• _PARTS OF THE EXERCISE_:
a - How would you render this sentence from the mailing-list message in French: "Out of (genuine scientific) curiosity, I'd love to hear your thoughts about its comparison to RFC8773bis."?
b - Could you set down the passage of the mailing-list message that starts with "My *personal* opinion" and goes on through "comparison to RFC8773bis.", without changing a character?
c - Does each statement below agree with the mailing-list message? Answer yes or no for each, and quote the words of the message that decide it.
(i) RFC8773bis was sent to FATT.
(ii) The writer and Russ supported sending RFC8773bis to FATT.
(iii) The TL;DR asks readers to check PR#20.

• _SELECTED EXCERPT_:
##########

Hi Thom, Rich, all, TL;DR: Please check PR#20 to constructively move forward to wrap it up.
Sincere apologies, I meant to say /member/ of FATT. As I understood from your email, I am fine that you as a /member/ of FATT had a look at the code and attested to it to be making reasonable modeling choices so that when we use it in future, it will hopefully not be labelled by WG participants as "advertised" or doing any "marketing".Op 12 jun 2026, om 23:30 heeft Muhammad Usama Sardar <[email protected]> het volgende geschreven:Since the formal analysis has received review from FATT, that resolves my objection #1 in [0].My comment should not be construed as “review from the FATT”.
My *personal* opinion is that sending this to the FATT is a massive waste of time though:
FWIW, not as "massive waste of time" as it was for RFC8773bis, which was just standard TLS from formal analysis perspective and was still sent to FATT, while I and Russ were pushing back on it and we didn't know what to prove for it beyond what is already proven for TLS. Out of (genuine scientific) curiosity, I'd love to hear your thoughts about its comparison to RFC8773bis.

##########

[Collected data entries]
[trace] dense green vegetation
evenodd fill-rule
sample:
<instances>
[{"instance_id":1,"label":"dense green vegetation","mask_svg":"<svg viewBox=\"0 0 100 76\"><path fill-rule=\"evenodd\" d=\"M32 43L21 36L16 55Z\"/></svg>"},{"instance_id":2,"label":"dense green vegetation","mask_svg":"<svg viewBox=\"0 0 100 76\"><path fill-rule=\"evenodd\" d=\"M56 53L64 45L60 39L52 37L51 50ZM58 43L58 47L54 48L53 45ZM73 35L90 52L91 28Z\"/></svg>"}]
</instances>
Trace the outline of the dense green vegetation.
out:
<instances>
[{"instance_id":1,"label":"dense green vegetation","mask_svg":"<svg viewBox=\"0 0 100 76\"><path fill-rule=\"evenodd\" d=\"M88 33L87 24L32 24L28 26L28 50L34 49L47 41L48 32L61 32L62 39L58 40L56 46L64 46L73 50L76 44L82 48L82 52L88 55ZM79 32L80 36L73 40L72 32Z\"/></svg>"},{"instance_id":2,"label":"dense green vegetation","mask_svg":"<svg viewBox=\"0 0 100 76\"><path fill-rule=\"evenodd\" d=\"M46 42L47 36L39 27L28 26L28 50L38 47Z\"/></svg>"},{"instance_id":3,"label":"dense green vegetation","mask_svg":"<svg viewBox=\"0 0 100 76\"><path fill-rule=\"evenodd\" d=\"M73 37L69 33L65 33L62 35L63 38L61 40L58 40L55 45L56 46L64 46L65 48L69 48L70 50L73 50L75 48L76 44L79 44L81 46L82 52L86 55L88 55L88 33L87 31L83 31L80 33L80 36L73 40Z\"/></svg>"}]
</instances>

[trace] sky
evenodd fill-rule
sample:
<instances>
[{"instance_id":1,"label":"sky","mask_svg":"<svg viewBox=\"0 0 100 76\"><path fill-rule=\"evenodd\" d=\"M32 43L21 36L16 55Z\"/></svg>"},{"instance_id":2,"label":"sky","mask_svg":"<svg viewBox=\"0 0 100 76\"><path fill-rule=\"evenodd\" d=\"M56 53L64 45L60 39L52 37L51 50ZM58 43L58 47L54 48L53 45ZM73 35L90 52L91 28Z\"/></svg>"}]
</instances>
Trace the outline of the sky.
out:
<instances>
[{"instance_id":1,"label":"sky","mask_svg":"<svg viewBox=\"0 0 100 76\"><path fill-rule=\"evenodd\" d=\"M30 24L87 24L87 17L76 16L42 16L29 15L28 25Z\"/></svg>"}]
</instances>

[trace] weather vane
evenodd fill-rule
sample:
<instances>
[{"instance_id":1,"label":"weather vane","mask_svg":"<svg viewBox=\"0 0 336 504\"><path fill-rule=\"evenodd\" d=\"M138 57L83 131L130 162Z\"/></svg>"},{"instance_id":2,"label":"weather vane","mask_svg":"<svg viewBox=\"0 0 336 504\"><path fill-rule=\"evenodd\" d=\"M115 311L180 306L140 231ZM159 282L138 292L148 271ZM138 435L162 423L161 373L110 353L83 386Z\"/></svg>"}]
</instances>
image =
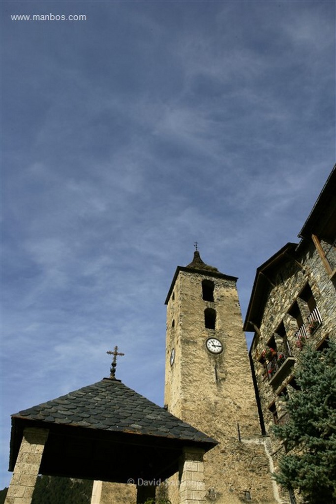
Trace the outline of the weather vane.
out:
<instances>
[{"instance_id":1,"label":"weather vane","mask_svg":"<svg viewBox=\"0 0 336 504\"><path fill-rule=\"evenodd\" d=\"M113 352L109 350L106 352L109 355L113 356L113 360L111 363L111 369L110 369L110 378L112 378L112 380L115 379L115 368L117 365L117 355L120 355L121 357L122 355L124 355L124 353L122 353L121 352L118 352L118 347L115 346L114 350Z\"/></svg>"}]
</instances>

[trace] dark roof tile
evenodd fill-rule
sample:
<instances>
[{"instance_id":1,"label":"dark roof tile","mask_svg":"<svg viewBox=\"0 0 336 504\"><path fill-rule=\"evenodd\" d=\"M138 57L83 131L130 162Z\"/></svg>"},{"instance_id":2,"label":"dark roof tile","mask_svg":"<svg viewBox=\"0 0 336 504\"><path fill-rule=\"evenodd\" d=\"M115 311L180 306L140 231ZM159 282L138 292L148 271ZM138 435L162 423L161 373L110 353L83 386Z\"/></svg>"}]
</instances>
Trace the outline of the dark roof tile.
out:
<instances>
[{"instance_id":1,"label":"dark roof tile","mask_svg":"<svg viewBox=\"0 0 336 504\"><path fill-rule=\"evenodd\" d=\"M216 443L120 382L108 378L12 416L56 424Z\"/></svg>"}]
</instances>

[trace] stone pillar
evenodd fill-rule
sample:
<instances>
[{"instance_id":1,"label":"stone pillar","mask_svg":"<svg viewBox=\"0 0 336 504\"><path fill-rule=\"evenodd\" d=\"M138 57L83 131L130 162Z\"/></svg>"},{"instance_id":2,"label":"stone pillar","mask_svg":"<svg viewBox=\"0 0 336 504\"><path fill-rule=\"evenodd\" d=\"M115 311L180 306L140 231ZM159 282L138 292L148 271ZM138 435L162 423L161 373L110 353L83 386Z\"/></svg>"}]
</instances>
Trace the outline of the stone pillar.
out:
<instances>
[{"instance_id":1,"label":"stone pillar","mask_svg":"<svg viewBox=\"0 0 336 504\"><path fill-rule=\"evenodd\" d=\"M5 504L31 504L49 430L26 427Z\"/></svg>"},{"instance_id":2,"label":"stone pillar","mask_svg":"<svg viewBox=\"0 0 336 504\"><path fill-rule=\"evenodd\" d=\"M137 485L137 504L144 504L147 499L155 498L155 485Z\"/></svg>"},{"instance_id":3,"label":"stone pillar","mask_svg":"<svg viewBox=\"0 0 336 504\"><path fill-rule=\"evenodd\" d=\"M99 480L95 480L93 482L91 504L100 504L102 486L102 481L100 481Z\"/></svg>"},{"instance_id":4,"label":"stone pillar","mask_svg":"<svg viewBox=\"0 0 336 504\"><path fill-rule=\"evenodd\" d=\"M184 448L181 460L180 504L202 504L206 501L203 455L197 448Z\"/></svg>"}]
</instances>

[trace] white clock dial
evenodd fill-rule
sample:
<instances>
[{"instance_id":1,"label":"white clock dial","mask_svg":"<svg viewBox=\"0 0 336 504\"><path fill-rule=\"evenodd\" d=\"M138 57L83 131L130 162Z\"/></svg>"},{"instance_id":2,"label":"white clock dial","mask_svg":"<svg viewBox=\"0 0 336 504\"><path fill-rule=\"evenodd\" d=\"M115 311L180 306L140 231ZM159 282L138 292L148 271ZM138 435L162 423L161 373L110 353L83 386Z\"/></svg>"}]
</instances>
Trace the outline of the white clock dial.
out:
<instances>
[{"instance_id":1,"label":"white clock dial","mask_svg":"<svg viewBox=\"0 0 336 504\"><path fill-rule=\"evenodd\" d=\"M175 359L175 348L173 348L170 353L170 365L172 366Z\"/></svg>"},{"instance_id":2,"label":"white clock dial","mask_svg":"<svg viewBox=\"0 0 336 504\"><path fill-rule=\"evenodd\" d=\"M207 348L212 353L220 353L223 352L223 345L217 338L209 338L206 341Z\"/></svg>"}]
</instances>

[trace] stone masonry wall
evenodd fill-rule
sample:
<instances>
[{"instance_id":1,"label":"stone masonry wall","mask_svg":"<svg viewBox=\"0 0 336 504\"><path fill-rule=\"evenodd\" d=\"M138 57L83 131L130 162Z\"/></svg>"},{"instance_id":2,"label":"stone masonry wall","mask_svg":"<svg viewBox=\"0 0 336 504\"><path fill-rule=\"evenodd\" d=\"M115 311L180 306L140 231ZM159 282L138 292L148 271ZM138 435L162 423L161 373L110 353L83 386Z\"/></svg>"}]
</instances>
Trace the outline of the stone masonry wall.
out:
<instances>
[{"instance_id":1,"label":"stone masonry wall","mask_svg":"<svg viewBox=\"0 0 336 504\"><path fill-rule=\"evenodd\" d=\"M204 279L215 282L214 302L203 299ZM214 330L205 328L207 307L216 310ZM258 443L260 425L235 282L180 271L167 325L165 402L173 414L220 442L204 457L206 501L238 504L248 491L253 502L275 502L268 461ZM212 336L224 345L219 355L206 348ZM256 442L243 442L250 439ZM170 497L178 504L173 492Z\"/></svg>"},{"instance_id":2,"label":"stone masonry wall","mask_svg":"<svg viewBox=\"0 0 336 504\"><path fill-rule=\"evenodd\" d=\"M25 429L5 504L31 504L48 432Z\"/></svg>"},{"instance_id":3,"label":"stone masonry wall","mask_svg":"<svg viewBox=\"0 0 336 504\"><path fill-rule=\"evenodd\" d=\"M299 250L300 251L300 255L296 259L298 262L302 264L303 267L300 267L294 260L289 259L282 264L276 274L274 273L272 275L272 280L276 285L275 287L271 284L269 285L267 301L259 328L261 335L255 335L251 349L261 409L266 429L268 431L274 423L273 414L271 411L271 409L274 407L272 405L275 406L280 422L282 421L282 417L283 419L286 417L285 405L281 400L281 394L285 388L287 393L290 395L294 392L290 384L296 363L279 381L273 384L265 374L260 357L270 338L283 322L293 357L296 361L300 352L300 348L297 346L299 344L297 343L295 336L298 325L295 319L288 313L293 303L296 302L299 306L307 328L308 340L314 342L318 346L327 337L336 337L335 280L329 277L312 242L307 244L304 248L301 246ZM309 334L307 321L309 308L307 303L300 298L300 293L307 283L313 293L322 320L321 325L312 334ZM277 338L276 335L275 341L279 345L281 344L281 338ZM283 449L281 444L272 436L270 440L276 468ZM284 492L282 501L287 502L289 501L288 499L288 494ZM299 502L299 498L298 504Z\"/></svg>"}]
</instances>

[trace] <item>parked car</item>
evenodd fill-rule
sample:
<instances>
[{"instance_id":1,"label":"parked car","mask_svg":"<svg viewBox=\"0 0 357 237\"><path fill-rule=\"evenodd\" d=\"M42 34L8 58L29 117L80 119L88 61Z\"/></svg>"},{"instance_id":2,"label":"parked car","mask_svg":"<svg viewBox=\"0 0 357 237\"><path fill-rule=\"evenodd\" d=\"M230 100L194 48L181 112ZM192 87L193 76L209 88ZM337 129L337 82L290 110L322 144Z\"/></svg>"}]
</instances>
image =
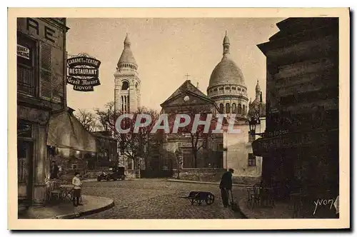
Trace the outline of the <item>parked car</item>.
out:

##########

• _EXERCISE RESULTS_:
a - Par curiosité (véritablement scientifique), j'aimerais beaucoup connaître votre avis sur sa comparaison avec RFC8773bis.

b -
My *personal* opinion is that sending this to the FATT is a massive waste of time though:
FWIW, not as "massive waste of time" as it was for RFC8773bis, which was just standard TLS from formal analysis perspective and was still sent to FATT, while I and Russ were pushing back on it and we didn't know what to prove for it beyond what is already proven for TLS. Out of (genuine scientific) curiosity, I'd love to hear your thoughts about its comparison to RFC8773bis.

c -
(i) Yes: "was still sent to FATT"
(ii) No: "while I and Russ were pushing back on it"
(iii) Yes: "Please check PR#20 to constructively move forward to wrap it up."